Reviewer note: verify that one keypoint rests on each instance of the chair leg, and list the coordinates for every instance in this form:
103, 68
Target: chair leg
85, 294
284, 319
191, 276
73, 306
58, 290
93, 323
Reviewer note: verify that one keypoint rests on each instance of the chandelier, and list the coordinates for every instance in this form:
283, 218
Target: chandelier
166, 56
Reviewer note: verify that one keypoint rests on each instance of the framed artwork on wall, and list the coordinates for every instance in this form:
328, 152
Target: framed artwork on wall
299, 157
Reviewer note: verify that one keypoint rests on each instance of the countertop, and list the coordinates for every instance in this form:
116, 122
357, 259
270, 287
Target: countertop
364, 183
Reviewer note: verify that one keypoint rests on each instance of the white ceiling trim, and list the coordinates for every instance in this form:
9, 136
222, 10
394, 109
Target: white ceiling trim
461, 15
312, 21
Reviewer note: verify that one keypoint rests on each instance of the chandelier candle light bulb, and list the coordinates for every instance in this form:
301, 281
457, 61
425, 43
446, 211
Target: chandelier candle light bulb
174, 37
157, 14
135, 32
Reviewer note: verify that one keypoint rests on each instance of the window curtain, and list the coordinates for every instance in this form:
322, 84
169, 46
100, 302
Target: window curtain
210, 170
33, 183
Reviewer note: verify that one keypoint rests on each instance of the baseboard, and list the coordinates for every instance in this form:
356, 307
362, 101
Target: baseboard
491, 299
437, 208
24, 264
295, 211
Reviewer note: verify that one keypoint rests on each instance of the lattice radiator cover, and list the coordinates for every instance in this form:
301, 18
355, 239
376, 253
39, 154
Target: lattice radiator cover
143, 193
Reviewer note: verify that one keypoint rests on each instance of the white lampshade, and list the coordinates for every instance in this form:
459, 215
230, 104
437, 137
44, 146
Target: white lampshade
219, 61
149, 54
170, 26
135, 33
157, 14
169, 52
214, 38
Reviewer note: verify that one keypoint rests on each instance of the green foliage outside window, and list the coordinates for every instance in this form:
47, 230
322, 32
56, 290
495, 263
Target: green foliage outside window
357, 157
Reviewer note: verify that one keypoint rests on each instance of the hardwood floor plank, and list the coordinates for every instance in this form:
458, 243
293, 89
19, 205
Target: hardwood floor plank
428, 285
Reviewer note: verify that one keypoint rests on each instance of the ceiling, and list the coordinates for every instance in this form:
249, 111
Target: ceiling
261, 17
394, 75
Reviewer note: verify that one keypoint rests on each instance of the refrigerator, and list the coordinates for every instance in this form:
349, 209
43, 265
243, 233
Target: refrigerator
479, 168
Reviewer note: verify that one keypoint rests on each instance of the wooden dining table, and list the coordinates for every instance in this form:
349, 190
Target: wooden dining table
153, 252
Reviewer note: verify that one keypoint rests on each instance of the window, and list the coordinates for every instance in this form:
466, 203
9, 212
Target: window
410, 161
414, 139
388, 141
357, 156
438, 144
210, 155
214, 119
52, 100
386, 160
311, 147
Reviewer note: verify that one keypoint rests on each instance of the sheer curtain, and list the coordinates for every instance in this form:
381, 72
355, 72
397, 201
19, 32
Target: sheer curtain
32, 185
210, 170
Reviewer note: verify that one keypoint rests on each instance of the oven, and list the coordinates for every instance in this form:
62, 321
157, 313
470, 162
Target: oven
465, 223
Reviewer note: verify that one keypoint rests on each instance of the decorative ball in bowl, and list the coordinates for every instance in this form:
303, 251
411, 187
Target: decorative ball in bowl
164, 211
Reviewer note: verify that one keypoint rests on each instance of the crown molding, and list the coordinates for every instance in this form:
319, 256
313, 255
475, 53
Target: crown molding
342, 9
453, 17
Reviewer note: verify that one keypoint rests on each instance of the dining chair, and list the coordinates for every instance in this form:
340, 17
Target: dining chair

_ _ _

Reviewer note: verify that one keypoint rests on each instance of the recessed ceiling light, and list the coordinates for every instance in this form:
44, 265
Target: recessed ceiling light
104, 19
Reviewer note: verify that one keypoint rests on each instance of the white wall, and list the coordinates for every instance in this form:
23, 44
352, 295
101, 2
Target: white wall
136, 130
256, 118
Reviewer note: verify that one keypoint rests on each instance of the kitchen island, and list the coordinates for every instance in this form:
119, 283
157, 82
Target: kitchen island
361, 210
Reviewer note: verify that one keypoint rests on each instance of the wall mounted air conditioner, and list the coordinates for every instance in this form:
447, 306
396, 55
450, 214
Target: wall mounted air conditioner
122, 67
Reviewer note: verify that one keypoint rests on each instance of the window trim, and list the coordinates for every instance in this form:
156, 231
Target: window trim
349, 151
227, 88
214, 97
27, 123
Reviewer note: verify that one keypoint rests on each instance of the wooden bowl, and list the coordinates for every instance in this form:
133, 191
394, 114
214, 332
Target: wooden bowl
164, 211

_ _ _

▶ **Work to complete**: Format the lines from the one containing "of the dining" through the one containing "Target: dining chair" as a JSON list of strings, with one string per line and any blank lines left out.

▶ **Correct result**:
[
  "Reviewer note: verify that one keypoint rests on each instance of the dining chair, and list the coordinates for every instance in this form:",
  "340, 17",
  "Target: dining chair"
]